(Image point grounding data)
== == ==
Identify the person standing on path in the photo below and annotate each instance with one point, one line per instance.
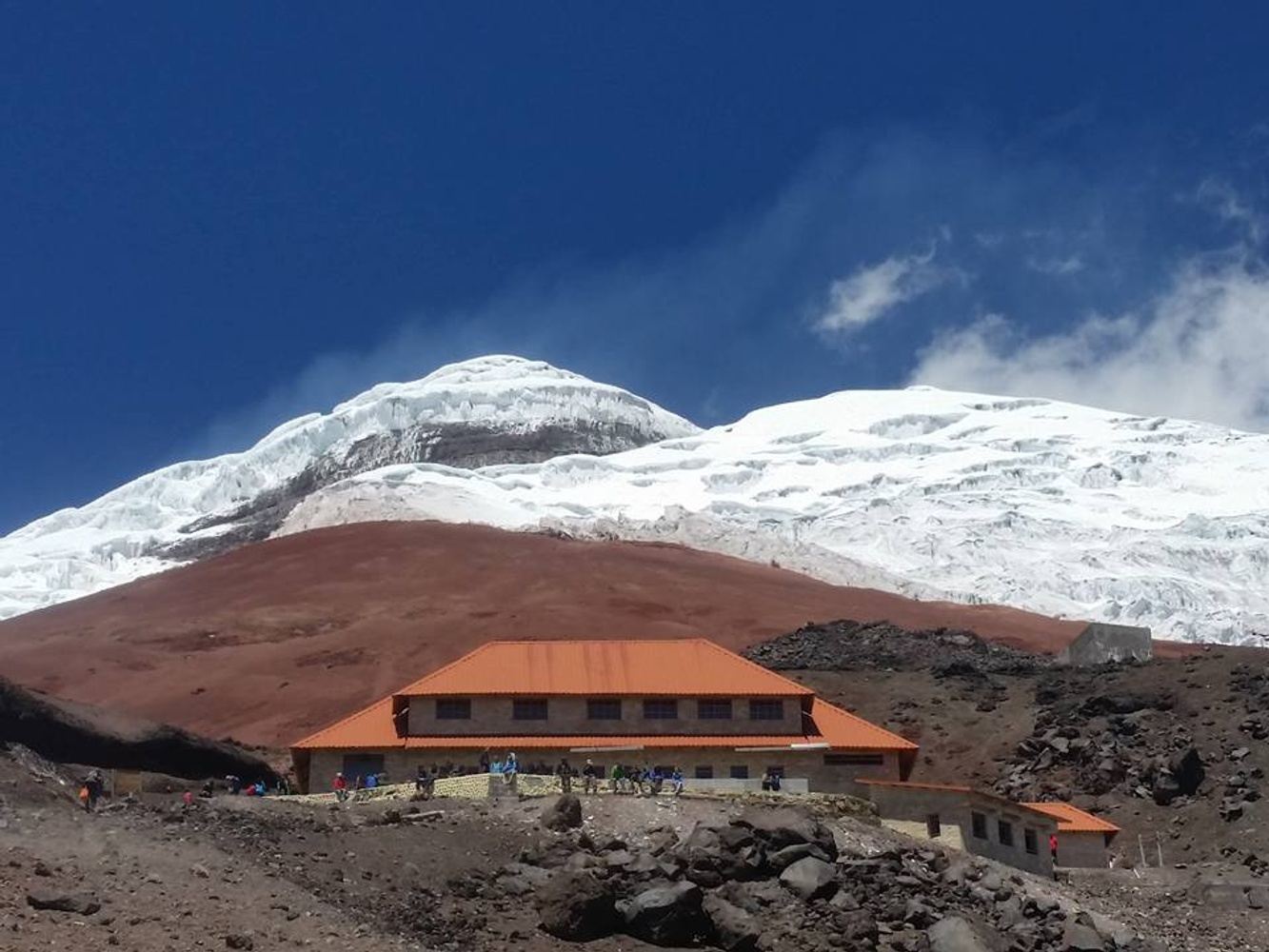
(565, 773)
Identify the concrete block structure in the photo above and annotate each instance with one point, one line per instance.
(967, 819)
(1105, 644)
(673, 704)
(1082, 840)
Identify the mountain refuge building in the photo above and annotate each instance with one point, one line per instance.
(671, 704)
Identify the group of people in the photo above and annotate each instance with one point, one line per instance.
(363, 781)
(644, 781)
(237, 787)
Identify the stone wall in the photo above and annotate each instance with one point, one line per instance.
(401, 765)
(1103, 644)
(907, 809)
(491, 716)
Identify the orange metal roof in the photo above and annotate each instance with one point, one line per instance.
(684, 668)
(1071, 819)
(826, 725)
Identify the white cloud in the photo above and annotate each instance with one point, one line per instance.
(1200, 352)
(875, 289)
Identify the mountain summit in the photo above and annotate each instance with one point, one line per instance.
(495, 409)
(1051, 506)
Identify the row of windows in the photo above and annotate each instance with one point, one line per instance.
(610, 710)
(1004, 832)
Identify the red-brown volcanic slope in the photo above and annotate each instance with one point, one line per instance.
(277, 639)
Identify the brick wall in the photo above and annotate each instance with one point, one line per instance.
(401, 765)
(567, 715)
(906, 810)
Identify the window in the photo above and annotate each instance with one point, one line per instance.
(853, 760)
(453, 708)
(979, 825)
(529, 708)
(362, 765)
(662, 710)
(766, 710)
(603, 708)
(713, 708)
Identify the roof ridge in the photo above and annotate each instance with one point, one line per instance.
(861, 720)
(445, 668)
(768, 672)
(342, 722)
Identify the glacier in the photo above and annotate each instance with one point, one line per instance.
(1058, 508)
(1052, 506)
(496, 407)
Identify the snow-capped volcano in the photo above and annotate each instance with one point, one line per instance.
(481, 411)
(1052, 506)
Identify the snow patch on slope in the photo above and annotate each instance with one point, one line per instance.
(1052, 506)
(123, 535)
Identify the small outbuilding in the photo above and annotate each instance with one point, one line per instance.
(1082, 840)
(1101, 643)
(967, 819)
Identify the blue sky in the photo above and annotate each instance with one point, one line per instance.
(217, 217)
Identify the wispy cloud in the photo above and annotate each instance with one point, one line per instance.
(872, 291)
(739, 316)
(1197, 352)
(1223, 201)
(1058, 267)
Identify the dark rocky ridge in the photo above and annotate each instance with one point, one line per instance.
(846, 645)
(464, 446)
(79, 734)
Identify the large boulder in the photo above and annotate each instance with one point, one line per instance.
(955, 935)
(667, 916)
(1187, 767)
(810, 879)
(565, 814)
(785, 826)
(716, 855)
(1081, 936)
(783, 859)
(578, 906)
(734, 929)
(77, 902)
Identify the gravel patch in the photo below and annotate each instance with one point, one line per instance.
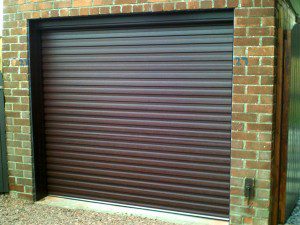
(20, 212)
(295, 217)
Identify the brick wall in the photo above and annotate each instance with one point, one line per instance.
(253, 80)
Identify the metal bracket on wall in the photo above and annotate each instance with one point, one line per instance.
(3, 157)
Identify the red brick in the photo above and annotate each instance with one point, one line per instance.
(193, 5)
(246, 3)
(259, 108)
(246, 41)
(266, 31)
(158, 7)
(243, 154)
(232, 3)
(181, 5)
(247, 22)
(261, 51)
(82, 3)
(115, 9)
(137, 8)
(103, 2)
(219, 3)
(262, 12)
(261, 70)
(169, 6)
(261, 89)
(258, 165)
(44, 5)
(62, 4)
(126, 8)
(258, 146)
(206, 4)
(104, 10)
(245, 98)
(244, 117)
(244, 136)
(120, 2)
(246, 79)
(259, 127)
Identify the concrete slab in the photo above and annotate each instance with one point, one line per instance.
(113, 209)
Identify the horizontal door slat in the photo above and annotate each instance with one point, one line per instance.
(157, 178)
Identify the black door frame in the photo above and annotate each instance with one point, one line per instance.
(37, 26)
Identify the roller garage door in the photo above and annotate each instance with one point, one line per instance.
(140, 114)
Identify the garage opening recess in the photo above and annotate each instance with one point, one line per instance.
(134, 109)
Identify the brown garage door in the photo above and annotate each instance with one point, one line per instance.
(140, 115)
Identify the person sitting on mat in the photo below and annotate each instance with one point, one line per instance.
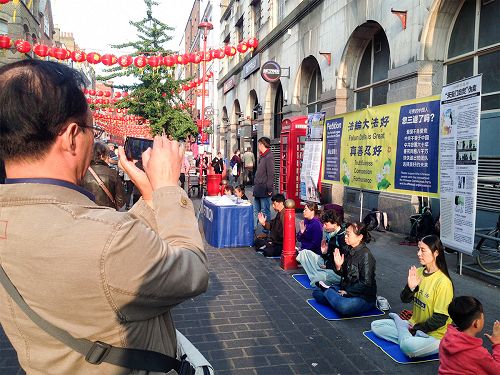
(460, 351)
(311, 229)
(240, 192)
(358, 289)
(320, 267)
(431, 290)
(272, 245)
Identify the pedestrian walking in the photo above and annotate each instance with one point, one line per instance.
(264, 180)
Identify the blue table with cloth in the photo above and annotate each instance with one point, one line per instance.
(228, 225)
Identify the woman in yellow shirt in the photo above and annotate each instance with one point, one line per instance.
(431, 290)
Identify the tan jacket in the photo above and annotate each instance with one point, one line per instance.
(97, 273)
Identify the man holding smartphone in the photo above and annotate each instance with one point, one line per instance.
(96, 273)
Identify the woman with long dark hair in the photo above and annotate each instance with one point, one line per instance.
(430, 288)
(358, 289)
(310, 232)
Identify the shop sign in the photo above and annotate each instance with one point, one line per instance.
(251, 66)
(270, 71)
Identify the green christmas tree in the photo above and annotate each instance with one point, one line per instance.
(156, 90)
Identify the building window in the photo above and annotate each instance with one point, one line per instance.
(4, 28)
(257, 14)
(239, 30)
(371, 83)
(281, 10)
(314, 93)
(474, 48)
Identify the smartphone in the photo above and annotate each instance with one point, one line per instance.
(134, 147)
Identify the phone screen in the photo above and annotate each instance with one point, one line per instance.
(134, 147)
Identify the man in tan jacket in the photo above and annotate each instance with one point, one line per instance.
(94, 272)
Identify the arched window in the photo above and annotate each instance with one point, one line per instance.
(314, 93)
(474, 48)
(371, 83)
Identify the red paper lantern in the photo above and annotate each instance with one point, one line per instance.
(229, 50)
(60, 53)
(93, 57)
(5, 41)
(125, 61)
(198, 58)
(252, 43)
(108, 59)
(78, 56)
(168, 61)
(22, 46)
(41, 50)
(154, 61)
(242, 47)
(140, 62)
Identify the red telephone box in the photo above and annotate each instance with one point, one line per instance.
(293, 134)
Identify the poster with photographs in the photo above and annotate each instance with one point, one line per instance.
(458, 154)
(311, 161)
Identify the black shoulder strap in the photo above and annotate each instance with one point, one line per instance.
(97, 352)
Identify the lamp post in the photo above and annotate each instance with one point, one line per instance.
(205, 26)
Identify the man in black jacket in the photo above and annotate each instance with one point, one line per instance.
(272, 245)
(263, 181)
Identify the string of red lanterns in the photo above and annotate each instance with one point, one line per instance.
== == ==
** REQUIRED WORK **
Output the records above character for character, but leave each image out.

** SOLUTION TO THIS TASK **
Identify the person standing on path in the photo below and annotate each instance with one point, one line per instance.
(565, 773)
Identify the concrete block structure in the photo above and annotate each instance with one point, one line per instance.
(967, 819)
(1105, 644)
(673, 704)
(1082, 840)
Identify the mountain refuge building in the photo above and annotate each instance with one point, one line per instance.
(671, 704)
Identify the group of people in the photo above and annotate each instance with one point, one line per instance.
(363, 781)
(644, 781)
(237, 787)
Identify the stone wall in the photo above and annotate each instance with one point, one line per instance.
(401, 765)
(1103, 644)
(907, 809)
(491, 716)
Identify the orange metal roof in the photo above and annotate each instance with one point, one line per instance.
(684, 668)
(1071, 819)
(826, 725)
Identify the white cloud in the photo above and annotate each instance with one point, one line per instance.
(1200, 352)
(875, 289)
Identify the mountain summit in the photo above and annotate each instance with one point, one line per instance.
(495, 409)
(1051, 506)
Identify the row of windows in the photo above and annotate each instance with one point, one line per instance.
(610, 710)
(1004, 832)
Identify the red-brown volcanic slope in the photo above and annotate each instance with one point, one line per instance.
(277, 639)
Identify the brick wall in the photo above and annotate each instance with one point, one line per instance.
(401, 765)
(567, 715)
(906, 810)
Identify the window in the photo above and annotate each instance with one point, one line per instance.
(853, 760)
(453, 708)
(979, 825)
(529, 708)
(362, 765)
(662, 710)
(766, 710)
(603, 708)
(713, 708)
Identify the roof ridge in the photo above and annotate each instance with one point, one line per instance.
(861, 720)
(445, 668)
(768, 672)
(342, 722)
Identify the glacier in the photo above and annotate each instance with one point, one line per instance.
(1058, 508)
(1052, 506)
(496, 407)
Identify the snow-capped volcano in the photo above and annotate each instance with one point, one line per instance.
(481, 411)
(1052, 506)
Identify the snow patch on slope in the photo above and annotate each instance with one point, one line per instance.
(1052, 506)
(123, 535)
Identify the small outbuilding in the photo above and annotate each instance with one point, one line per instance.
(1082, 840)
(1101, 643)
(967, 819)
Identify the blue sky in the photo above and annotate each instance with one point, one line per instance.
(217, 217)
Identify the wispy cloud in the photo above and annotate each instance with one point, one line per instance.
(872, 291)
(739, 316)
(1197, 352)
(1223, 201)
(1058, 267)
Identify the dark rocky ridge in the photo above and annotate each instance with one point, one line per instance.
(846, 645)
(464, 446)
(79, 734)
Identify the large boulder in the photo above and annotate each instance with one point, one line per instance.
(955, 935)
(667, 916)
(1187, 767)
(810, 879)
(565, 814)
(785, 826)
(716, 855)
(1081, 936)
(783, 859)
(578, 906)
(734, 929)
(77, 902)
Identify the gravel patch in the photo below and annotate each instance with one point, one line per instance.
(20, 212)
(295, 217)
Identify the brick wall in the photo above and annotate each instance with one point, one line per instance.
(253, 80)
Identify the metal bracket on wall in the photo above and annotate each instance with one point, one line per instance.
(3, 157)
Identify the red brick in the photo above and annotate each instance with one point, one line per instance.
(193, 5)
(246, 3)
(259, 108)
(246, 41)
(266, 31)
(158, 7)
(243, 154)
(232, 3)
(181, 5)
(247, 22)
(261, 51)
(82, 3)
(115, 9)
(137, 8)
(103, 2)
(219, 3)
(262, 12)
(261, 70)
(169, 6)
(261, 89)
(258, 165)
(44, 5)
(62, 4)
(126, 8)
(258, 146)
(206, 4)
(104, 10)
(245, 98)
(244, 117)
(244, 136)
(120, 2)
(246, 79)
(259, 127)
Identify the concrete slab in the photo above and annotate each instance with one point, one line per instance.
(113, 209)
Identify the horizontal door slat in the photo above and annotate each instance with one point, one line per instance.
(157, 178)
Identify the black door frame in the photo above and annotate each instance with one point, one line per instance.
(37, 26)
Identify the roller garage door in the photo above and annotate each instance with one point, one line per instance.
(140, 114)
Identify the garage opening recess in the photo above and annotate each instance with one point, one line per instance.
(134, 109)
Identify the brown garage door in the photo above and annotate each instance with one point, one line per instance.
(140, 115)
Identify the person sitting on mat in the photo below and annotate each instance with one point, one line per instance.
(460, 351)
(311, 229)
(240, 192)
(358, 289)
(320, 267)
(431, 290)
(272, 245)
Identify the pedestrian walking in the photo above and annotate each instance with one point, one line per instance.
(264, 180)
Identify the blue table with cloth in the photo above and annotate each instance with one point, one line per instance.
(228, 225)
Identify the woman in yellow shirt in the photo above and annotate each instance with one point, one line per instance.
(431, 290)
Identify the tan jacket in the photo above and annotate each instance with one point, one line per instance.
(97, 273)
Identify the man holding smartphone in the photo above and annotate each instance with one point, one line per instance.
(96, 273)
Identify the woman with long dark hair in the photo above and annotate each instance with one point, one line per instance.
(430, 288)
(358, 289)
(310, 232)
Identify the shop sign in the photo above and annotate each instance with one point, one line per instance.
(251, 66)
(270, 71)
Identify the green christmas tree in the photo above and annotate each instance with one point, one line per instance.
(156, 90)
Identify the building window in the photo above and annotate each instance with one point, one line per instance.
(4, 28)
(257, 14)
(239, 30)
(371, 83)
(281, 10)
(314, 93)
(474, 48)
Identify the smartphone in the photo above and annotate each instance with one point, one line per instance.
(134, 147)
Identify the phone screen in the photo above and annotate each instance with one point, one line per instance.
(134, 147)
Identify the man in tan jacket in the photo above and annotate each instance with one point, one line per instance.
(94, 272)
Identify the arched window in the photo above and annotate each instance with one point, one line per instance.
(314, 93)
(474, 48)
(371, 83)
Identify the red paper lantern in the photo above and annotate each instance with one point, one line per instance.
(229, 50)
(60, 53)
(93, 57)
(5, 41)
(125, 61)
(198, 58)
(252, 43)
(108, 59)
(78, 56)
(168, 61)
(22, 46)
(41, 50)
(154, 61)
(242, 47)
(140, 62)
Identify the red telephone box in the photo above and annotate each instance with one point, one line per instance.
(293, 134)
Identify the poster with photographs in the photo above and annotate each instance with one point, one line per instance.
(458, 154)
(311, 161)
Identify the black shoulder strap in the photo above and annotate each instance with one point, one line per instance.
(97, 352)
Identify the lamp post in the photo above and annotate each instance with one point, one line per instance.
(205, 26)
Identify the man in black jacket in the photo above and annotate each instance with one point, one line per instance.
(272, 245)
(263, 181)
Identify the string of red lanterns in the photo above and annotate each instance with one point, one line per instance.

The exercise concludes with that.